SUPPLIED RECORDS:

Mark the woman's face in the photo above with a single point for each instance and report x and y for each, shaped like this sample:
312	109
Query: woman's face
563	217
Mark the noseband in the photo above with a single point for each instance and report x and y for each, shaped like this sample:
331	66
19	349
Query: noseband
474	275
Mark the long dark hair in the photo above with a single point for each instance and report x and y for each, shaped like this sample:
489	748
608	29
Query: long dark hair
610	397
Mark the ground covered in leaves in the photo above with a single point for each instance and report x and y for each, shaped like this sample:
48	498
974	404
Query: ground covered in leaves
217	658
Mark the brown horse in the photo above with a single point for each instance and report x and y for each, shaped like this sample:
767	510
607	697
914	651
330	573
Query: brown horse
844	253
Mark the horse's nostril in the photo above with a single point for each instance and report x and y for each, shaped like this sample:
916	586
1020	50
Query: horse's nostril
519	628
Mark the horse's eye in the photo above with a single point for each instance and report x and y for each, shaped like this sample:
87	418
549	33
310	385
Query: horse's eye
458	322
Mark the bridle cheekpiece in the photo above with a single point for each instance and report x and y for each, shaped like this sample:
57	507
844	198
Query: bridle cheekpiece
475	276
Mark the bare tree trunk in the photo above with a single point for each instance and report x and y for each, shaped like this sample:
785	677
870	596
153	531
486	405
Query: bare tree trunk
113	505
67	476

PROBLEM DESCRIPTION:
What should come out is the exact run of lines from the one holding "Mark the horse's eye" through the end of the records above, and nothing besides.

EXERCISE RESULT:
Mark the horse's eye in the photo above with a single point for each instance and report x and y for each, shaped like this sample:
87	418
549	33
310	385
Query: horse's eye
458	322
Mark the bridle cheekpiece in the photo above with a single point for each instance and report x and y for each, shaped like this sample:
57	507
844	198
Query: bridle cheekpiece
475	276
Mark the bare tree trunk in the photo above with a single point for each instance and report x and y for each, shaped like this sample:
785	677
870	596
153	531
486	405
Query: bare tree trunk
113	505
67	476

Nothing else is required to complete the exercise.